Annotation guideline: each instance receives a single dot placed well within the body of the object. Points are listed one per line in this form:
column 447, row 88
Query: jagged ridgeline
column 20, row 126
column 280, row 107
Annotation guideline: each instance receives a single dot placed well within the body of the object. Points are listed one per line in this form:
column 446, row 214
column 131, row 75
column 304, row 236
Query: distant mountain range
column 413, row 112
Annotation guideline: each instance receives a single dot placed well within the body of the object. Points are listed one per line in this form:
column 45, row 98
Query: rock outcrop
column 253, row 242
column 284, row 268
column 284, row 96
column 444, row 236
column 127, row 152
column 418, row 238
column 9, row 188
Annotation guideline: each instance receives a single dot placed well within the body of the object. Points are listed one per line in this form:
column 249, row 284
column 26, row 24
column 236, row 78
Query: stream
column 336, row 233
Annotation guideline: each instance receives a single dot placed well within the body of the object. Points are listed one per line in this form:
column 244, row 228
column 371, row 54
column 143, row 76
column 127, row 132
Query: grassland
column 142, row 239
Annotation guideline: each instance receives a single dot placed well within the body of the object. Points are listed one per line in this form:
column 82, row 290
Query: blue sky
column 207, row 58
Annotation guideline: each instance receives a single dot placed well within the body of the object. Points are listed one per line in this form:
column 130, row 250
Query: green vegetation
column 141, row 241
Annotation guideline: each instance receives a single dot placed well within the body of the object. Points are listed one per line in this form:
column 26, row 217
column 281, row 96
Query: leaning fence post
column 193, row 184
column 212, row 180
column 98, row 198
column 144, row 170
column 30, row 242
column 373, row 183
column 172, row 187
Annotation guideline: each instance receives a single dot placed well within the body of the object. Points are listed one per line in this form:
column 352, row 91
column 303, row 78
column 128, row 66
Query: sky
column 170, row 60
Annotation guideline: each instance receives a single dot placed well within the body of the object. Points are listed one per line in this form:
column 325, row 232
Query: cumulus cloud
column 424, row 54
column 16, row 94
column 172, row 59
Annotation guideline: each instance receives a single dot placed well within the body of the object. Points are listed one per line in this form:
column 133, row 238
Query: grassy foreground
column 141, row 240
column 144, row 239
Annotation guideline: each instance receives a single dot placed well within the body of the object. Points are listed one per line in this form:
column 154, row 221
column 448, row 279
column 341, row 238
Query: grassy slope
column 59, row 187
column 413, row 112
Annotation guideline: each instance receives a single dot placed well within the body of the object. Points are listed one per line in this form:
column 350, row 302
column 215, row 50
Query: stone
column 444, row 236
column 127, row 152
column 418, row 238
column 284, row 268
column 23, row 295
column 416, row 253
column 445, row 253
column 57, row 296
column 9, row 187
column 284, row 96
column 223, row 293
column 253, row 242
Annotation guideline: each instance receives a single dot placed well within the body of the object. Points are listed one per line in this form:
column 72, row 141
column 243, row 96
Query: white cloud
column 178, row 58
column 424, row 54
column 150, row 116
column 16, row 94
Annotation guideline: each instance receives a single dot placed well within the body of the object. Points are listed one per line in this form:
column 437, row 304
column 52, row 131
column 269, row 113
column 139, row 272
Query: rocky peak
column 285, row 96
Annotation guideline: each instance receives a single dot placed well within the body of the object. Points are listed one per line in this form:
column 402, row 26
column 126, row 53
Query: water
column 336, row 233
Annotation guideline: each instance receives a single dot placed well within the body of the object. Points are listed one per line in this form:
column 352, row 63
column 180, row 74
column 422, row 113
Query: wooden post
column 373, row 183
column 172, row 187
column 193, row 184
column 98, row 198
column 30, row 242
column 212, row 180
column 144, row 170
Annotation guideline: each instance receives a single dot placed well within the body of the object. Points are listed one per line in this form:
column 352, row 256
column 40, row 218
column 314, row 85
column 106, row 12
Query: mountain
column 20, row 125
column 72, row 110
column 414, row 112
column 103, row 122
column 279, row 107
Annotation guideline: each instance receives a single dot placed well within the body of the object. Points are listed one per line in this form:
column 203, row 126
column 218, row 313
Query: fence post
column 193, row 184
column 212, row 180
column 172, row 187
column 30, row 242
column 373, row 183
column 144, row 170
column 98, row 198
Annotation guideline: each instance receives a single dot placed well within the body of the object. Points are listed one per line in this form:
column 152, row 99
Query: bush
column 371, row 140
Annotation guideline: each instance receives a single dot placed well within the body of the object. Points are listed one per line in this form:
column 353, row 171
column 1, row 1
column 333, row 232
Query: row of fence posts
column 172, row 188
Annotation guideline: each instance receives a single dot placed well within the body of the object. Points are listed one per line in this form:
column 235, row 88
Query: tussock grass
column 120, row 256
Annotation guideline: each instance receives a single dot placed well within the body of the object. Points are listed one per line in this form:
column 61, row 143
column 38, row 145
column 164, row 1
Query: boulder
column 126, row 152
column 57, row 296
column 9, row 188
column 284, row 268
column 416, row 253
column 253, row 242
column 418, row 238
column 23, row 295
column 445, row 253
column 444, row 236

==

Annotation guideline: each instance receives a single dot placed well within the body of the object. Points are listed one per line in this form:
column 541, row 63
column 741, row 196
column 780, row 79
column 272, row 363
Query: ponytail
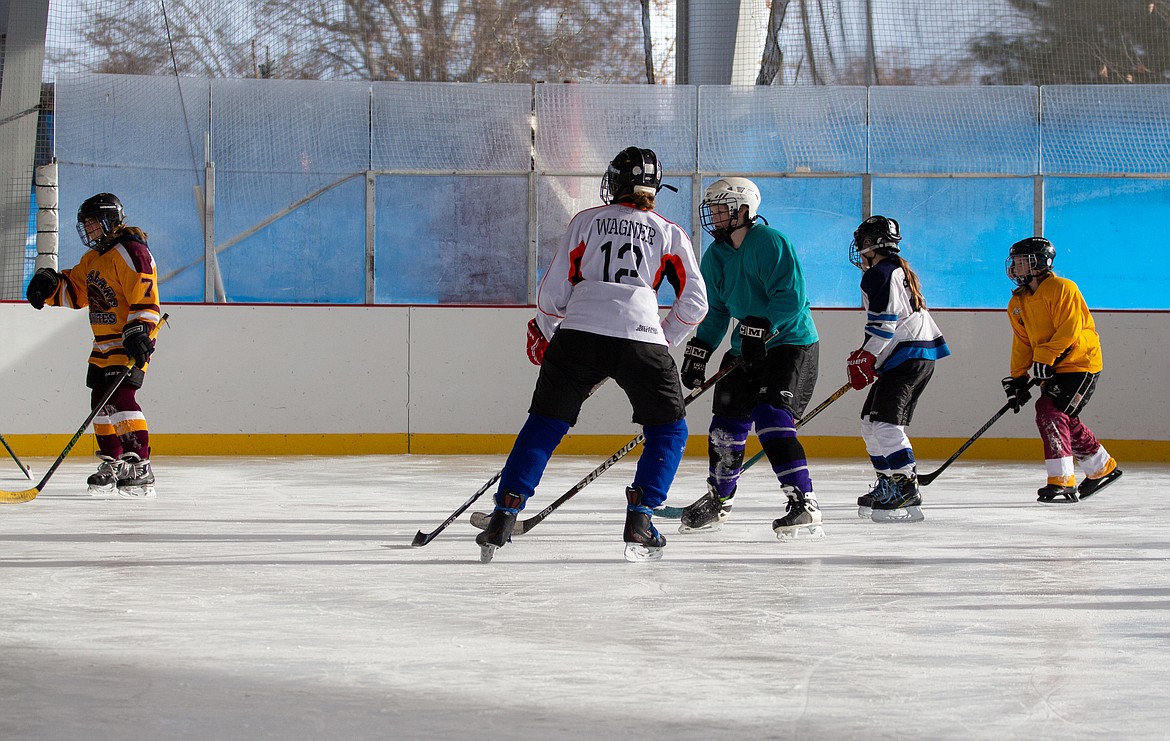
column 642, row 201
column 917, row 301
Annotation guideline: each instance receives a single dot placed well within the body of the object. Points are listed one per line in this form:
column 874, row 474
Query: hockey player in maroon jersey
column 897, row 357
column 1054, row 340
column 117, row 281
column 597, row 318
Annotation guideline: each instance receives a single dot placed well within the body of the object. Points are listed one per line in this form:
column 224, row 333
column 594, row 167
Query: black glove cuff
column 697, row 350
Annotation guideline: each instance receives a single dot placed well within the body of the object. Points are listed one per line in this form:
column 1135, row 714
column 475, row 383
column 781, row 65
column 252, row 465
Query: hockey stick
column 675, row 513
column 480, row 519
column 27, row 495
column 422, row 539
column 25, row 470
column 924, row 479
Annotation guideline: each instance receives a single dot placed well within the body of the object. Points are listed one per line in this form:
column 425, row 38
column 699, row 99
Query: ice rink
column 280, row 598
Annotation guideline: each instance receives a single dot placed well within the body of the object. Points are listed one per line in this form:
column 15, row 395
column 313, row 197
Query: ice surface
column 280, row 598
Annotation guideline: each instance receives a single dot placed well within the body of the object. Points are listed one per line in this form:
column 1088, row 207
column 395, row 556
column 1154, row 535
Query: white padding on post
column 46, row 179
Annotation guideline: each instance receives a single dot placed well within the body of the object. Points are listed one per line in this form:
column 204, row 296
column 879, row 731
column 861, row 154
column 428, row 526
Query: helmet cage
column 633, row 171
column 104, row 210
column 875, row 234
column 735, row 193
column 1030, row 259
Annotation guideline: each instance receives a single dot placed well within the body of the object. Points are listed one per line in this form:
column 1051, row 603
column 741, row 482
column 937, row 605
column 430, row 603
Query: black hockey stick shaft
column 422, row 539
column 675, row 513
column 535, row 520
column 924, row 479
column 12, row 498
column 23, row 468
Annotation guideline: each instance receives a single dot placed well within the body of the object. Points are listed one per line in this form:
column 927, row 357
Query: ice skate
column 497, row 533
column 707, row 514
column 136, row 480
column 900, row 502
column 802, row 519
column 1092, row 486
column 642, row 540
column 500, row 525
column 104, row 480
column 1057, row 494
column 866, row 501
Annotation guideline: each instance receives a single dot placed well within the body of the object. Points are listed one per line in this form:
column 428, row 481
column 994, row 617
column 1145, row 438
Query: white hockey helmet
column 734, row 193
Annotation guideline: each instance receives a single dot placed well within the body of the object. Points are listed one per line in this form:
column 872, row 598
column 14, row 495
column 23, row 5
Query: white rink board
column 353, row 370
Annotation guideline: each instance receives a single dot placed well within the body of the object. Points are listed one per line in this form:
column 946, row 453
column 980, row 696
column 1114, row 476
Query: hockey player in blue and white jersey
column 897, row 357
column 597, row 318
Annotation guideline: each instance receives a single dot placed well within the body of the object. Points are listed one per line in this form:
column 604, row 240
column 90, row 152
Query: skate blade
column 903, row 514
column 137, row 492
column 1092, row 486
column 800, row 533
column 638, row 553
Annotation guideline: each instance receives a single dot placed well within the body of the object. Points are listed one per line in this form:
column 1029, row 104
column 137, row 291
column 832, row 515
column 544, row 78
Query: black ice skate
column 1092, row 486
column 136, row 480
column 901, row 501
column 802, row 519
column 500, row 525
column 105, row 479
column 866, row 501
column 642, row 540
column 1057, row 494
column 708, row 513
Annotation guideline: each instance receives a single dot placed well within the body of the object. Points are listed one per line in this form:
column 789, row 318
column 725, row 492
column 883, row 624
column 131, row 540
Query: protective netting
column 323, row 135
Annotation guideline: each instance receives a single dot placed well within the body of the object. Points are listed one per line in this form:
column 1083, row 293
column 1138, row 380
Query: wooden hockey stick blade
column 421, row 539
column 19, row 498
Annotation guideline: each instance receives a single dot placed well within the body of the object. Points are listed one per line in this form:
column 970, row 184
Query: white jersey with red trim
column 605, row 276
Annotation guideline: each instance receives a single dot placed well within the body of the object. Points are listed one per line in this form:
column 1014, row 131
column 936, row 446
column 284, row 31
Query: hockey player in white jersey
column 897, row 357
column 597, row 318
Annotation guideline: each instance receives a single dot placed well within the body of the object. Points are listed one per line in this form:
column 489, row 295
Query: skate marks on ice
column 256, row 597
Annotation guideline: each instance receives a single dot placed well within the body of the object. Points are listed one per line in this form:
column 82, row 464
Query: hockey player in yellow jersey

- **About this task**
Beginning with the line above that contains "column 741, row 482", copy each line exactly up to and including the line that contains "column 90, row 152", and go no further.

- **Finished task**
column 741, row 482
column 937, row 605
column 430, row 603
Query: black hockey stick shaft
column 422, row 539
column 675, row 513
column 535, row 520
column 924, row 479
column 12, row 498
column 23, row 468
Annotation guideline: each instance receives a single dot placed well within the body of the object. Points are listed one per line in this form:
column 927, row 357
Query: ice skate
column 497, row 533
column 707, row 514
column 136, row 480
column 900, row 502
column 802, row 519
column 1092, row 486
column 642, row 540
column 500, row 525
column 104, row 480
column 1057, row 494
column 866, row 501
Annotation guideline: each instance receives a single dot placed well within the body of the object. Points are listed one per line in this form:
column 428, row 481
column 994, row 617
column 1145, row 438
Query: white hockey helmet
column 734, row 193
Annotation guideline: each instance receives a single dot placed well within the body of the object. Points are listed one per line in this form:
column 872, row 598
column 14, row 495
column 23, row 5
Query: white rink board
column 353, row 370
Annotation guideline: each instance receives a single dot placed well within the body of the object. Points are listed one per line in this form:
column 946, row 453
column 980, row 696
column 1114, row 476
Query: hockey player in blue and white jersey
column 897, row 357
column 597, row 318
Annotation guideline: each instance receives a single dot placed well within the body of the object. Points are listed one per line in this form:
column 604, row 240
column 90, row 152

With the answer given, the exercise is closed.